Written instruction: Please print the material below line for line, with no changes.

Items from a data source:

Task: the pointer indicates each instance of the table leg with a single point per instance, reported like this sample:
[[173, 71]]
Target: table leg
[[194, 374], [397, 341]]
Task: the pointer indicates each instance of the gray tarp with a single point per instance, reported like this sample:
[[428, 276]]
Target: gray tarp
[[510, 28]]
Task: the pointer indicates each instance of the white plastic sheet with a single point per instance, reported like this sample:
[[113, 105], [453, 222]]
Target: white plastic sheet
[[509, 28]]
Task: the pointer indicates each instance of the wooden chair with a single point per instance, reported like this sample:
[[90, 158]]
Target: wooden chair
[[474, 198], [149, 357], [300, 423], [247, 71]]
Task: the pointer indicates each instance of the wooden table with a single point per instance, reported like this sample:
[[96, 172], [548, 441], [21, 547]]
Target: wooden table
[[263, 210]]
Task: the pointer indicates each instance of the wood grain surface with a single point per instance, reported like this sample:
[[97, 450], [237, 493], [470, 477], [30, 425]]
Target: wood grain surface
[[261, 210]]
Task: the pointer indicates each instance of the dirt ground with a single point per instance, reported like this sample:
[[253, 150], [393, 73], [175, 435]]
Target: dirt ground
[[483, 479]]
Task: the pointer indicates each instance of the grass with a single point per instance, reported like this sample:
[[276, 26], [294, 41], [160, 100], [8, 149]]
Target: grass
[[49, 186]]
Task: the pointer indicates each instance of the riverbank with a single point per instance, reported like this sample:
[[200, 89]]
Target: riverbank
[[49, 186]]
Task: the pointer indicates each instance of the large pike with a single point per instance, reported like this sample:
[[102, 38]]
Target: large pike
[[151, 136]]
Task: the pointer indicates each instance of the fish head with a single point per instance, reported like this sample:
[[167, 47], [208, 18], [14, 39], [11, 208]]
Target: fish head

Solved exercise:
Task: the pointer indicates each instance of the table leg with a single point per instance, reported like this sample:
[[173, 71]]
Target: table leg
[[194, 374], [397, 341]]
Task: the pointer indicates each instance of the gray tarp with a single point per instance, reported like this sample:
[[428, 276]]
Target: gray tarp
[[510, 28]]
Task: the pointer indicates each instance of the white plastic sheet with a single point per instance, reported like this sample:
[[113, 105], [453, 222]]
Target: white plastic sheet
[[509, 28]]
Task: the pointer indicates each instance of the wooden chair with a single point per instance, reported like this sample:
[[90, 158]]
Target: wooden chair
[[474, 198], [149, 357], [300, 423], [247, 71]]
Task: the pointer indicates each instance of the wooden table with a single point per instance, reported like this sample:
[[96, 172], [548, 441], [21, 547]]
Target: wooden table
[[263, 210]]
Task: the pointer indicates each instance of the wood grain surface with a single point per instance, reported like this sample:
[[97, 450], [237, 493], [470, 477], [30, 425]]
Target: wood grain surface
[[261, 210]]
Task: the pointer indicates each instance of the dirt ground with a single point per instance, reported like this sample:
[[253, 150], [393, 73], [175, 435]]
Target: dirt ground
[[483, 479]]
Task: the pointer indicates each instance of the grass with a single point per instance, reported like this sample:
[[276, 26], [294, 41], [160, 100], [8, 149]]
Target: grass
[[49, 186]]
Task: the pointer indicates each instance of the riverbank with a single point per instance, reported like this sample:
[[200, 89]]
Target: riverbank
[[49, 186]]
Task: the pointer indicates each instance of the large pike with a single point per instance, reported like this sample:
[[102, 38]]
Target: large pike
[[151, 136]]
Task: the pointer indicates each instance of the fish head with a single point per instance, reported like this sample:
[[167, 47], [208, 18], [14, 39], [11, 208]]
Target: fish head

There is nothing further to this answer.